- _WRITTEN PROBLEM_: Please reproduce every one of the entries below word for word, leaving out the pictures.

- _DATA SHOWN_:
● ● ● ● ● ● ●

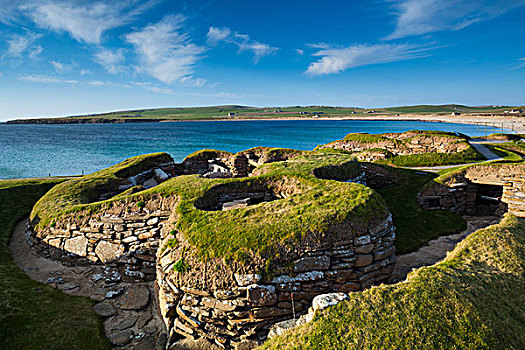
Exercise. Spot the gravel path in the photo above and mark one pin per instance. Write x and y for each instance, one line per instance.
(437, 249)
(131, 318)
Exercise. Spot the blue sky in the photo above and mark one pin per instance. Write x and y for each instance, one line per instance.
(61, 57)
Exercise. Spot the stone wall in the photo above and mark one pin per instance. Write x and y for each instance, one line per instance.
(400, 144)
(244, 312)
(460, 192)
(125, 235)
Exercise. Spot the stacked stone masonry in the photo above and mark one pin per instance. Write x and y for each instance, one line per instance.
(247, 310)
(460, 192)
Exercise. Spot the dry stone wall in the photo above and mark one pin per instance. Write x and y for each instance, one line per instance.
(244, 312)
(462, 190)
(124, 235)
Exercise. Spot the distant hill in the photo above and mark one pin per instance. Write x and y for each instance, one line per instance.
(246, 112)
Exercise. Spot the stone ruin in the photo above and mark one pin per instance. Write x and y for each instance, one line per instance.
(489, 189)
(228, 304)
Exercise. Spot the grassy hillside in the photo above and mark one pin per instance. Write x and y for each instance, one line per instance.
(34, 315)
(246, 112)
(472, 300)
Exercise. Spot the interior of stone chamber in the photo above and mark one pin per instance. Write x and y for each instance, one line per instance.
(242, 194)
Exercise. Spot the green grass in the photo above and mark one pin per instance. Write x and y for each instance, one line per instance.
(472, 300)
(34, 315)
(83, 190)
(415, 226)
(468, 155)
(316, 205)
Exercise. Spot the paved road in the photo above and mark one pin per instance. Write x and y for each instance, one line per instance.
(477, 144)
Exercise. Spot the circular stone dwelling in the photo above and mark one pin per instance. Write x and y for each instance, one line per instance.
(233, 242)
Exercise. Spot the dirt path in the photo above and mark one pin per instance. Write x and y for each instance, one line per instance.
(437, 249)
(129, 308)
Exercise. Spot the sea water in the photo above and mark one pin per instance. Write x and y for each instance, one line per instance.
(70, 149)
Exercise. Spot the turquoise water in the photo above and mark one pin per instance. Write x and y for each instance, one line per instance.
(40, 150)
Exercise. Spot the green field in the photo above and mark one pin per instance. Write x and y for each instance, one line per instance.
(246, 112)
(34, 315)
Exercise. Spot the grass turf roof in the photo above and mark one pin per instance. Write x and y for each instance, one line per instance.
(472, 300)
(34, 315)
(317, 208)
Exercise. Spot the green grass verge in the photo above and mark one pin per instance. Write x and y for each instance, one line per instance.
(34, 315)
(472, 300)
(416, 226)
(469, 155)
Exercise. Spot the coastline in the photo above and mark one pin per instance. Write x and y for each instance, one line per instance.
(515, 124)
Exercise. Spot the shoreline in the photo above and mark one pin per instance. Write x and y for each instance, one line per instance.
(493, 123)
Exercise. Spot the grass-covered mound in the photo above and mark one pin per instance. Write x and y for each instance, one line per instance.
(77, 192)
(313, 205)
(34, 315)
(472, 300)
(424, 148)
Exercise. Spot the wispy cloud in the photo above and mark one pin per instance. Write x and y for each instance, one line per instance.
(110, 59)
(63, 67)
(85, 21)
(521, 63)
(242, 41)
(416, 17)
(45, 79)
(336, 60)
(17, 45)
(165, 52)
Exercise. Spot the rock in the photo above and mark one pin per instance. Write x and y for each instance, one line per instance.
(362, 240)
(124, 323)
(363, 260)
(121, 338)
(321, 262)
(323, 301)
(261, 295)
(105, 309)
(150, 183)
(245, 280)
(160, 175)
(77, 245)
(280, 327)
(67, 286)
(108, 252)
(136, 297)
(57, 280)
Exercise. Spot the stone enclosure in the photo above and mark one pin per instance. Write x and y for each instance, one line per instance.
(229, 303)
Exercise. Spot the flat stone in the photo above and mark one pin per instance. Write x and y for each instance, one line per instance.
(77, 245)
(108, 252)
(261, 295)
(324, 301)
(126, 322)
(321, 262)
(363, 259)
(135, 298)
(105, 309)
(246, 280)
(121, 338)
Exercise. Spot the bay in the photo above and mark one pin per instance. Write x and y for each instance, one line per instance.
(42, 150)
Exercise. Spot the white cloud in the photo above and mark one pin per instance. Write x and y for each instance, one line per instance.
(17, 45)
(45, 79)
(63, 67)
(336, 60)
(521, 64)
(164, 52)
(242, 41)
(86, 21)
(416, 17)
(216, 35)
(110, 59)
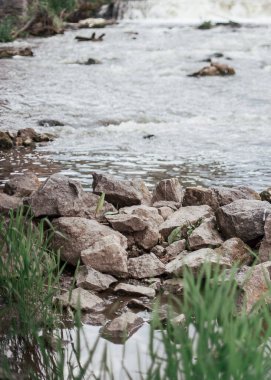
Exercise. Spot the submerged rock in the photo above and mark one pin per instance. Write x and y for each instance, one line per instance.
(120, 193)
(122, 328)
(77, 234)
(81, 299)
(107, 255)
(139, 290)
(22, 185)
(145, 266)
(90, 279)
(244, 219)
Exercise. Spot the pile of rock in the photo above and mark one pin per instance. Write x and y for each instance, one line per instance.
(140, 242)
(24, 137)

● ● ● ● ● ● ●

- _COMPLETE RESPONSE_:
Exercise. Spot the gravel path in the photo above and mark one pin per instance. Write x and y for each instance, one line per instance.
(437, 249)
(131, 318)
Exercise. Spot the blue sky in the photo above and mark one pin per instance. Write x and y for each instance, one line per instance.
(61, 57)
Exercise. Spot the stone wall in the photo above and mark one pin per instance. Write x and y for each instance, one line per instance.
(400, 144)
(244, 312)
(460, 192)
(125, 235)
Exercise. Spot the stacked stone masonry in the photo above and mark one pin per instance. Write x and y for each instance, one line per instance.
(247, 310)
(460, 192)
Exercise. Spot the dry stone wall in the photo above and mark one pin per instance. Write x and y for each instance, one line per instance.
(244, 312)
(462, 190)
(124, 235)
Exercise. Spot the distant hill in the photo above and mark one pin per instance. Write x and y for each instance, one line per instance.
(246, 112)
Exercise. Spot the stone ruin in the photo above and mark one pin per instance. Write x and y for each instance, one line per instance.
(489, 189)
(228, 304)
Exercise. Spot the grassy hillside in the photo above and mark one pin per instance. Write x and y for each instance, one line per instance.
(34, 315)
(246, 112)
(472, 300)
Exercise. Spot the interior of stone chamber in the photo above and mark one pin per instance. Write x and y for each instance, one line per instance.
(242, 194)
Exercise. Spot the green grass in the photo above and mark one pin per instance. Write x and y for each instance, one line per instance.
(472, 300)
(34, 315)
(83, 190)
(415, 226)
(468, 155)
(316, 205)
Exercise. Spot the paved road in the photo above and mark one pin per instance. Write x and y for each instance, one line per instance.
(477, 144)
Exercise. Spot the circular stone dwelling in the photo above and mark one pin per instance. Write x and y for each instance, one line per instance.
(233, 242)
Exercise. Spot the dirt path in the photo above and mark one pin per instance. Write x and y for each instance, one line per instance.
(437, 249)
(129, 308)
Exercise. Spot the sea water in the photo above and mark one pin per instance. Write x and y for each instance, one line per instance.
(70, 149)
Exercise. Spot the turquoise water in the photo above and mark one pin per instance. Write x and y for each instance, one line per instance.
(40, 150)
Exercise. Spot the green field in the photo above and mark one pin per instance. Write x and y for each instance, one line per instance.
(246, 112)
(34, 315)
Exercise. Spot the grass turf roof in the photo above and mark one pin per instance. Write x and y for each instance, one line per instance.
(472, 300)
(34, 315)
(317, 208)
Exercise. Spot the green grass verge in the photo above and mark one pin per instance. Write x and y for each instance, one line per instance.
(34, 315)
(472, 300)
(416, 226)
(469, 155)
Exercise. Spot the coastline in the photo above and mark one pin per instance. Write x and y for each instance, one line per instance.
(515, 124)
Exercise. Spot the shoreline in the photo above and mark one pin per instance. Write x and y for each instance, one line per instance.
(493, 123)
Exercise. Spot the grass-covered mound in the photo above and mark one pin per instance. Write x and y for each instance, one line per instance.
(77, 192)
(313, 205)
(34, 315)
(472, 300)
(424, 148)
Exercise. Spot the wispy cloud in the photo above and mark one pin per instance. Write x and y for each instance, one line per instance.
(110, 59)
(63, 67)
(85, 21)
(521, 63)
(242, 41)
(416, 17)
(45, 79)
(336, 60)
(17, 45)
(165, 52)
Exercise. Spot the rock in the photo above and mark one pin per instance. Write x and y for each instance, one line per instance.
(362, 240)
(124, 323)
(363, 260)
(121, 338)
(321, 262)
(323, 301)
(261, 295)
(105, 309)
(150, 183)
(245, 280)
(160, 175)
(77, 245)
(280, 327)
(67, 286)
(108, 252)
(136, 297)
(57, 280)
Exercise. Spot the stone enclosure in the photo above and mark one pin per instance. Write x and y for each instance, one line per instance.
(229, 303)
Exercise. Spot the flat stone in the photo above and mark one pin per instance. Write x and y for each instance, one line per instance.
(77, 245)
(108, 252)
(261, 295)
(324, 301)
(126, 322)
(321, 262)
(363, 259)
(135, 298)
(105, 309)
(246, 280)
(121, 338)
Exercise. Spot the bay in the photo above and mark one pin per instance. Write x and y for each instance, one line per instance.
(42, 150)
Exercise. Spot the white cloud in the photo above and mark one pin per instance. Write x and y for each instance, one line per instance.
(17, 45)
(45, 79)
(63, 67)
(336, 60)
(521, 64)
(164, 52)
(242, 41)
(86, 21)
(416, 17)
(216, 35)
(110, 59)
Exercise. Spot the submerged rock in the photo above and mark one pin per instance. Write x and y for each instance, one line per instance.
(120, 193)
(122, 328)
(77, 234)
(81, 299)
(107, 255)
(139, 290)
(22, 185)
(145, 266)
(90, 279)
(244, 219)
Exercise. Spot the pile of rock in the photo above and mark one pin per instance. Write x and y for each instance, one line per instance.
(140, 242)
(24, 137)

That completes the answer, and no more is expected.